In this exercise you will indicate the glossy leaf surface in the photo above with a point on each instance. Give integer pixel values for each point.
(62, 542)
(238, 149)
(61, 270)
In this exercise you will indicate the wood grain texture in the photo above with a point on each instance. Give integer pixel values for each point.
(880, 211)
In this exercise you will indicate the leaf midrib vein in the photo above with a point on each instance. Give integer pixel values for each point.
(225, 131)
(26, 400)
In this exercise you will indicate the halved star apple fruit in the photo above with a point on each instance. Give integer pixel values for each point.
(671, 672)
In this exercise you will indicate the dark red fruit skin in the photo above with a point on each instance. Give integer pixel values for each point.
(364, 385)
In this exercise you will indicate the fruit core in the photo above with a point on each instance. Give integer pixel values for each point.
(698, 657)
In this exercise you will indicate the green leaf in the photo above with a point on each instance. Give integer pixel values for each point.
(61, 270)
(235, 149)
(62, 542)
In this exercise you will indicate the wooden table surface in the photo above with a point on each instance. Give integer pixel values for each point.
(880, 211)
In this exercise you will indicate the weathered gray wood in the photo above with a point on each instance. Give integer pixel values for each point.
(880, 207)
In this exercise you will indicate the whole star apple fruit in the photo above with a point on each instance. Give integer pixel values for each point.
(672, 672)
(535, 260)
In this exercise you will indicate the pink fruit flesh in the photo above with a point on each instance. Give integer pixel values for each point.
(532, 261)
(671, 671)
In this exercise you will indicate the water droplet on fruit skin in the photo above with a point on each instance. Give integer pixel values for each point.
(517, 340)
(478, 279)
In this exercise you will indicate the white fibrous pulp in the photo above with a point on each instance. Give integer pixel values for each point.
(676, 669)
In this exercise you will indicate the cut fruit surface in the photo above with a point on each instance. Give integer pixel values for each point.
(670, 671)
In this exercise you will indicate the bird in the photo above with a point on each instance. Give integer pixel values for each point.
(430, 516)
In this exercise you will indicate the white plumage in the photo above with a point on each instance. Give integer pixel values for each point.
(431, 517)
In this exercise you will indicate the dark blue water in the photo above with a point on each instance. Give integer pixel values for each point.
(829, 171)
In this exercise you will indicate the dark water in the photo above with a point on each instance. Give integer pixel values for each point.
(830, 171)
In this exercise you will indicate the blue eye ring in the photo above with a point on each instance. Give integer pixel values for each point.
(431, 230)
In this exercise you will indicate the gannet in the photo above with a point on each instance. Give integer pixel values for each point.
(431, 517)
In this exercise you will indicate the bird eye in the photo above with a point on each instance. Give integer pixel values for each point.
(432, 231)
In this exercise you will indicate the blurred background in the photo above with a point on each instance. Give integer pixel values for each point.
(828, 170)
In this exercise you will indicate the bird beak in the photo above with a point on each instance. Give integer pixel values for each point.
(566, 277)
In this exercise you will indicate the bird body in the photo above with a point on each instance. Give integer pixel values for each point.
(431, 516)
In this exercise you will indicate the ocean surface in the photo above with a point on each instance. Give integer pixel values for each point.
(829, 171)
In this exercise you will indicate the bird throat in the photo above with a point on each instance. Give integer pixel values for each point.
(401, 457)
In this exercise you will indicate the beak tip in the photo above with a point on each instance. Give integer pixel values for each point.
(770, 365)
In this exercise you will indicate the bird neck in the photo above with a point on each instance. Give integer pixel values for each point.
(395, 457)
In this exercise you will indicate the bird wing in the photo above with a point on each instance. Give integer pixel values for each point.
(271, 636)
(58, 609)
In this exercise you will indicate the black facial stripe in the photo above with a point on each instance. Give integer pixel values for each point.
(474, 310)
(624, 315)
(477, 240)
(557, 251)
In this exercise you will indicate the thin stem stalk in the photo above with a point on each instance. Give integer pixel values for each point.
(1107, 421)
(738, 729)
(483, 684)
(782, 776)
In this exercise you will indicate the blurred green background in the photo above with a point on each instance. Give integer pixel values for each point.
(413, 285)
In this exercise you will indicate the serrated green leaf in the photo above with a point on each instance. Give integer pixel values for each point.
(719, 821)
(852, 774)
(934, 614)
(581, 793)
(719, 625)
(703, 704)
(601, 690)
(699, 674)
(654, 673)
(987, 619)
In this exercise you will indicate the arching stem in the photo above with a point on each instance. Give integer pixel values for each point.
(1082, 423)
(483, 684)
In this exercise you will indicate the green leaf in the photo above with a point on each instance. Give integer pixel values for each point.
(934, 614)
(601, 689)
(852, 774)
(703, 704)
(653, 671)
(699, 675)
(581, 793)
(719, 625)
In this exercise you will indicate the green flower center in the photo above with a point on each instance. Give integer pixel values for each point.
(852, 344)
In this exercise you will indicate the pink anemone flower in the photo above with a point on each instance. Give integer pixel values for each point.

___

## Work item
Return each line of the data above verbatim.

## Result of this task
In this exercise you will indicate the glossy leaf surface in the photo above with a point on each instance. Give integer pixel values for each point.
(62, 542)
(238, 149)
(61, 270)
In this exercise you will indicate the wood grain texture in the photo above with a point on each instance. Give integer pixel values for each point.
(880, 211)
In this exercise you will indicate the leaf midrib vein in the photo above with a point on each instance. Give integer pixel values for each point.
(225, 131)
(26, 400)
In this exercise you will indicate the halved star apple fruit in the photo above with a point on each instance. Give integer pixel values for each point.
(671, 672)
In this exercise you will indicate the dark red fruit skin in the photo above with a point on each instance. Give integer pixel values for each point.
(364, 385)
In this exercise you will indicate the fruit core in the photo above with a point on each instance. Give integer pixel values for each point.
(698, 657)
In this exercise you will indicate the green leaf in the photo above with a point on each instance. Give integer pixel values for each point.
(61, 270)
(235, 149)
(62, 542)
In this exercise you will indicate the wooden table surface in the photo above with a point on each instance. Give integer pixel values for each point.
(880, 211)
In this exercise you will indicate the weathered gray wood in the photo above with a point on each instance. Give integer pixel values for each point.
(880, 207)
In this exercise you will indicate the whole star apple fruit in the photo above with a point on each instance. Give integer pixel values for each point.
(672, 672)
(535, 260)
In this exercise you will indicate the pink fruit flesh in the photo above with a point on each instance. Give integer pixel values for each point.
(532, 261)
(671, 671)
In this exercise you will indicate the water droplet on fruit skin in the photo above with a point on each instance. Give integer pixel values for each point.
(517, 340)
(478, 279)
In this exercise you will indicate the white fibrous pulp in the photo above with a point on each instance. Give integer pixel values for each point.
(676, 669)
In this exercise you will indicate the cut fruit surface in the photo above with a point on each instance. Give integer pixel values for each point.
(670, 671)
In this exercise you will indicate the bird in the photo above with a point on each instance. Give integer pixel values for each point.
(430, 516)
In this exercise you will indicate the white plumage in the photo above with a point on each instance. Give integer pixel values for each point.
(431, 517)
In this exercise you will indicate the dark blue water in the photo above with a point on each instance. Give integer pixel values for each point.
(829, 171)
In this exercise you will indicate the dark water in the photo above with a point on each instance. Give integer pixel values for each point.
(830, 171)
In this exercise you will indicate the blue eye ring in the photo above with a point on each instance. Give integer pixel values for each point.
(431, 230)
In this exercise you will indicate the gannet in the photo above with a point on each instance. Give integer pixel values for each point.
(431, 517)
In this exercise you will indicate the bird eye in the photo above with a point on each instance. Give integer pixel values for each point.
(432, 231)
In this exercise you will indicate the blurred background in the photo above with a point on each instance. Give integer pixel values for each point.
(828, 170)
In this exercise you will indicate the bird beak in the photo above with a point on each instance. Give integer pixel values for each point.
(566, 277)
In this exercise you will indicate the bird body in the photo above with a point on each instance. Give integer pixel values for each point.
(431, 516)
In this exercise you will indicate the ocean surface in the photo above with a point on each instance. Give integer pixel values for each point.
(829, 171)
In this exercise you will indicate the bird throat in the photo above with a point on each instance. Give integer pixel values for each point.
(401, 457)
In this exercise you will indicate the beak tip in the photo above with a point on each instance. Give integer pixel values for each point.
(770, 365)
In this exercise you will indicate the bird neck in the photo above with a point on each instance. Give integer pixel values for each point.
(395, 457)
In this exercise you will indicate the bird wing in the photo above with a point on each instance. Give integer pixel values for each point.
(271, 636)
(58, 609)
In this exercise you will indicate the black facial stripe in the photo above with a point on each instance. Give integer pixel values for each point.
(474, 310)
(624, 315)
(477, 240)
(557, 251)
In this exercise you will indicate the thin stem stalk in the photo above with a point on each instance. Give integer pixel values for each point.
(1107, 421)
(738, 729)
(483, 684)
(782, 776)
In this exercise you will indicate the blurred green background in the photo above with a point on each instance. Give integer pixel values for each point.
(413, 285)
In this exercise you will indicate the serrated green leaf in the photo above with a point on each instance. Give integer pixel values for each point.
(719, 821)
(852, 774)
(934, 614)
(581, 793)
(719, 625)
(703, 704)
(601, 690)
(699, 674)
(654, 673)
(987, 619)
In this exercise you will indicate the arching stem in the photo above with a point on each instance. Give integer pixel values for each point.
(1082, 423)
(483, 684)
In this exercise you will indicate the green leaf in the photo above with a point on each instance. Give integer pixel values for each point.
(934, 614)
(601, 689)
(852, 774)
(703, 704)
(653, 671)
(699, 675)
(581, 793)
(719, 625)
In this exercise you will indicate the green flower center in the photo above with a point on each instance. Give integer pixel values for each point.
(852, 344)
In this exercise you will indicate the pink anemone flower in the photo above with a point on each instance. Give integer pixel values for each point.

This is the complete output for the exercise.